Exercise instructions: Write out every row below word for word, and leave the pictures out of your copy.

Record excerpts:
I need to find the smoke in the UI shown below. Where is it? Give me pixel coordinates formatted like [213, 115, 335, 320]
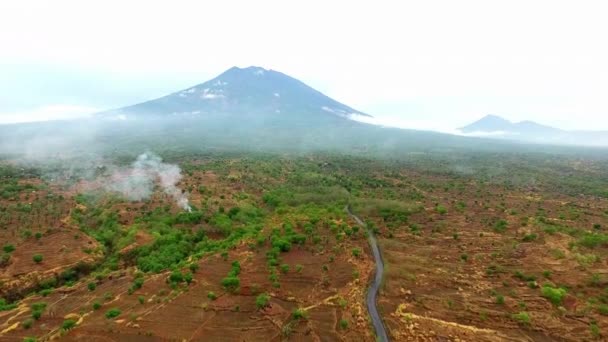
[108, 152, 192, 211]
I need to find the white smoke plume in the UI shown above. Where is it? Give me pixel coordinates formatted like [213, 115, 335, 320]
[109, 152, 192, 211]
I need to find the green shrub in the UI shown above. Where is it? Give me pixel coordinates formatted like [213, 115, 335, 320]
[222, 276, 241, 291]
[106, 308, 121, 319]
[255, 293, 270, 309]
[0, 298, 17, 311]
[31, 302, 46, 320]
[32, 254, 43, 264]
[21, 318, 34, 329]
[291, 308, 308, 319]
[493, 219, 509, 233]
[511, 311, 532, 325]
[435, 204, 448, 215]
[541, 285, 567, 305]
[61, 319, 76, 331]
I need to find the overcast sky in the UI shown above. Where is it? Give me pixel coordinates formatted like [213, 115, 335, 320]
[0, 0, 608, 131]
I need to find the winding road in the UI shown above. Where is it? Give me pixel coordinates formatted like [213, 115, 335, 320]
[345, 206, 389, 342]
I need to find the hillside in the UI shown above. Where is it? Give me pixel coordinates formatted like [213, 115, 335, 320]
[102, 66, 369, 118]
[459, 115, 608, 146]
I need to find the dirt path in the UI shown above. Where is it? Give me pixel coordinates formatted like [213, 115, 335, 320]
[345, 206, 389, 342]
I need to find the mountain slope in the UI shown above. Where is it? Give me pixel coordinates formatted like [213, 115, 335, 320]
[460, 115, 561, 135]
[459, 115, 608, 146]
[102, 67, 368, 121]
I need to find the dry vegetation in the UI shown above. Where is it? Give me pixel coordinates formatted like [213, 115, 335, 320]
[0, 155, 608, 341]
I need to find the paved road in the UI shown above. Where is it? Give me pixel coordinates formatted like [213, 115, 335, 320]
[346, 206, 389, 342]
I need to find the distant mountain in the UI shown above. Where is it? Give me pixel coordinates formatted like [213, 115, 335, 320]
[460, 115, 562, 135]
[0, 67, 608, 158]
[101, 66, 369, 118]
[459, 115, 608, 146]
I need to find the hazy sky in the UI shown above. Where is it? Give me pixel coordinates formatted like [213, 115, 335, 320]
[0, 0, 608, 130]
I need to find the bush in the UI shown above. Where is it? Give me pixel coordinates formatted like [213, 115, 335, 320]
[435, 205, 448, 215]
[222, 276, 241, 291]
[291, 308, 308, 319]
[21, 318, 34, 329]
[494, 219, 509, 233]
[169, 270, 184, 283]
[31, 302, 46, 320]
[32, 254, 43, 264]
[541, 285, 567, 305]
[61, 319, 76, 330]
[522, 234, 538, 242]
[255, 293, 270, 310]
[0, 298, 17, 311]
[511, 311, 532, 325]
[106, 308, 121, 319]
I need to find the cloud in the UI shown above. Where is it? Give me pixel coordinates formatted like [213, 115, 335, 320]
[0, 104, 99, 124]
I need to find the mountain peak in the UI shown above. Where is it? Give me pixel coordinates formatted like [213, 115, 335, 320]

Task solution:
I need to find the smoke in the UI shown below. Where is it? Give me pixel coordinates formatted like [213, 115, 335, 320]
[108, 152, 192, 211]
I need to find the white smoke plume in the UI shown above. Where is it? Give me pixel coordinates formatted like [213, 115, 335, 320]
[109, 152, 192, 211]
I need to find the green shrub in the UI shown above. Where is it? Give me pixel coordinates formatted like [213, 115, 335, 320]
[222, 276, 241, 291]
[106, 308, 121, 319]
[255, 293, 270, 309]
[0, 298, 17, 311]
[31, 302, 46, 320]
[32, 254, 43, 264]
[21, 318, 34, 329]
[291, 308, 308, 319]
[493, 219, 509, 233]
[511, 311, 532, 325]
[435, 204, 448, 215]
[541, 285, 567, 305]
[61, 319, 76, 331]
I need to find the overcast sky in the UI shown above. Where is it? Give me pixel coordinates formatted like [213, 115, 335, 320]
[0, 0, 608, 131]
I need to find the winding road in the UI shown above. Where is it? Give me pixel coordinates formatted like [213, 115, 335, 320]
[345, 206, 389, 342]
I need to find the hillside in the UI shown above. Where is it? Give me pixel coordinates formatted like [213, 115, 335, 320]
[102, 66, 369, 118]
[459, 115, 608, 146]
I need to find the dirt path in the UI shown above. Where is it? Give me pixel coordinates formatted like [213, 115, 335, 320]
[345, 206, 389, 342]
I need to find the mountain slope in the UI shown above. Where is it? Give me pixel coordinates formatted like [213, 115, 335, 320]
[460, 115, 561, 135]
[459, 115, 608, 146]
[102, 67, 368, 121]
I need to find the dry vegetation in the UI shown above. Where is it? Give me pixel coordinates formatted like [213, 115, 335, 320]
[0, 155, 608, 341]
I need to find the paved road in the UI shown above. Where is it? Give me pixel coordinates formatted like [213, 115, 335, 320]
[346, 206, 389, 342]
I need to find the distant mountain in the UI shown above. Where is it? Give me pixel coordinates formatted like [213, 115, 335, 320]
[460, 115, 562, 135]
[0, 67, 608, 158]
[101, 66, 369, 118]
[459, 115, 608, 146]
I need to find the hazy sky in the UI shown above. Where is it? Give me pixel coordinates formatted like [213, 115, 335, 320]
[0, 0, 608, 130]
I need to find the bush in the UI shown above. Where is it? Give me pixel coordinates formatted like [213, 115, 335, 320]
[435, 205, 448, 215]
[222, 276, 241, 291]
[291, 308, 308, 319]
[21, 318, 34, 329]
[494, 219, 509, 233]
[169, 270, 184, 283]
[31, 302, 46, 320]
[32, 254, 43, 264]
[541, 285, 567, 305]
[61, 319, 76, 330]
[522, 234, 538, 242]
[255, 293, 270, 310]
[0, 298, 17, 311]
[511, 311, 532, 325]
[106, 308, 121, 319]
I need to find the cloud in the UI shown above. Where is it? Give me pixel coordinates formatted like [213, 115, 335, 320]
[0, 104, 99, 124]
I need to find the mountain peak in the UI shown above. Where is it? Give me pixel coordinates formatted like [213, 115, 335, 320]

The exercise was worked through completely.